▶ **Required actions**
1 > Reproduce word for word the part of the text on microsite marketing starting at "Where I am going" and ending at "in my site.".
2 > How many lines in the records contain the string "wall", counting only matches with the same case? Reply with the number alone.

Why we advertise…Why we want to be found… is to sell something!
To be quite honest with you most of the time the reason a visitor gets to us is because they want to buy something NOT because they want to “Engage with us as a BRAND” So sending a visitor back to your RANDOM ACCESS WEBSITE where they get entangled in the web of everything other than what I was searching for is well… in a word “SILLY”.
Where I am going to promote “audience engagement” and “brand identity” is in my blog first and foremost then use social media for support and conversation on my brand topics, NOT in my site.
Vanessa there is no doubt brand awareness and credibility go a long way toward getting the click and the visitors perceived value goes a long way to getting the conversion, but when they are in the mid and lower funnel to buy I want to provide them relevant information, easy, quick access to that information not drop them on the Encyclopedia Britannica the is my main website, especially if I am making a specific offer.
You lose the ability to leverage your audience
“Let’s say you launch an awesome site with a fantastic user experience, great products, and unrivaled customer support. For instance, let’s say you’re Zappos. Someone writes up a positive article about you in say, the NY Times. Readers start clicking over to your site. They see you sell running shoes. They just read about how great you are, so they feel confident about purchasing some products from your site. But maybe those same readers also need some clothes to go running in. If you had a separate runningclothes.com microsite, you’ve just missed a great opportunity to reach a targeted and motivated audience.”
The example above is absolutely what I mean by a poorly designed and executed microsite strategy. If they would have done it right the ad campaign would have targeted keywords “running shoes” and that would have dropped them on to a microsite that would have asked “What kind of running do you do” the choices would be under men or women and had links like “Sprinting, Long Distance, Cross Country etc.” that would have taken the visitor to a specific page for each shoe type and maybe even deeplink the visitor into the main website after the microsite has qualified them. In the end when the running shoe transaction is done the site should suggest running apparel and link them to another microsite or into the main site (depending on the situation) about running apparel.

[Data taken from a collection]
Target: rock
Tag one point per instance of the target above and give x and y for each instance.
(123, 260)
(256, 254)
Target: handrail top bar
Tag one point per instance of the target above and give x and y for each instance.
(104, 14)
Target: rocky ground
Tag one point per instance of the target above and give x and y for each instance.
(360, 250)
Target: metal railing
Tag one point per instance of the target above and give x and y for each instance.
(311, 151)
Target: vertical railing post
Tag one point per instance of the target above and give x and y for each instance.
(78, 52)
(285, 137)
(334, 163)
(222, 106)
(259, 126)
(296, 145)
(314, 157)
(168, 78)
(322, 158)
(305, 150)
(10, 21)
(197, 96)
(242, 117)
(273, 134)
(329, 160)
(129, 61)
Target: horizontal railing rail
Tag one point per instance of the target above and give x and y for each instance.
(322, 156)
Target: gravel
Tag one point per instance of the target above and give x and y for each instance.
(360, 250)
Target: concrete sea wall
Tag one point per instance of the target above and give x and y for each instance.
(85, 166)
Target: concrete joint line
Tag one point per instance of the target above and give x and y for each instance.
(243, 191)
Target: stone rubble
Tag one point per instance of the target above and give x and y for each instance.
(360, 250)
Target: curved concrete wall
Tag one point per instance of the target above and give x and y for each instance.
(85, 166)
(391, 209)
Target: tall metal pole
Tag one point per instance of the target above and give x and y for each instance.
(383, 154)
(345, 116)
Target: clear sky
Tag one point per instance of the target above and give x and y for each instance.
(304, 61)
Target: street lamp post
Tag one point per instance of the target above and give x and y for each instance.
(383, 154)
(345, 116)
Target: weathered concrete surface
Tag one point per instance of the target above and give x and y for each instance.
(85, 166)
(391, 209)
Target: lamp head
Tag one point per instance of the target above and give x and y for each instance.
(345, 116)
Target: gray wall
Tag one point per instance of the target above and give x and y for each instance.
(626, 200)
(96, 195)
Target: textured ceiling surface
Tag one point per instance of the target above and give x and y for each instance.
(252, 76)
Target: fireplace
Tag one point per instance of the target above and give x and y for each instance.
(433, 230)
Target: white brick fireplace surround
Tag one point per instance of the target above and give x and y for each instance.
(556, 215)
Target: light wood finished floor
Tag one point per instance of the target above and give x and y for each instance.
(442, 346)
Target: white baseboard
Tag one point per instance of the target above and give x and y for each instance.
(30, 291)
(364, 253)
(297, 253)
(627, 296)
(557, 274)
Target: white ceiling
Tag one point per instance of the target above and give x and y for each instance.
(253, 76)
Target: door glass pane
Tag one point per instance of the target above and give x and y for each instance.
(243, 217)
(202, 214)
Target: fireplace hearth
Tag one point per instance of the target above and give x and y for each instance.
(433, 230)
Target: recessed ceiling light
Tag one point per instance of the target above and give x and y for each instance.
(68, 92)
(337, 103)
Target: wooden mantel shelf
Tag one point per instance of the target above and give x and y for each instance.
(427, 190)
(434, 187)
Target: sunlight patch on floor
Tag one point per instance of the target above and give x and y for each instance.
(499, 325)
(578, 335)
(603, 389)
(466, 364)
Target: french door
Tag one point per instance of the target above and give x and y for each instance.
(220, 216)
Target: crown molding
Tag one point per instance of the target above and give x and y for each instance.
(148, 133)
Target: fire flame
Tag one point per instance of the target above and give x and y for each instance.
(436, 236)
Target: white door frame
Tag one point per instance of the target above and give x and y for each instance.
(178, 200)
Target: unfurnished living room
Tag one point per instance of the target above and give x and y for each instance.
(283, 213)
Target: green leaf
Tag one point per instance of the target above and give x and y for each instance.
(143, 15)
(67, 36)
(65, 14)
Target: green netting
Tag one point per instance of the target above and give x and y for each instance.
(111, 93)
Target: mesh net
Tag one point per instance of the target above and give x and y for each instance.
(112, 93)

▶ **Solutions to each task**
1 >
Where I am going to promote “audience engagement” and “brand identity” is in my blog first and foremost then use social media for support and conversation on my brand topics, NOT in my site.

2 > 3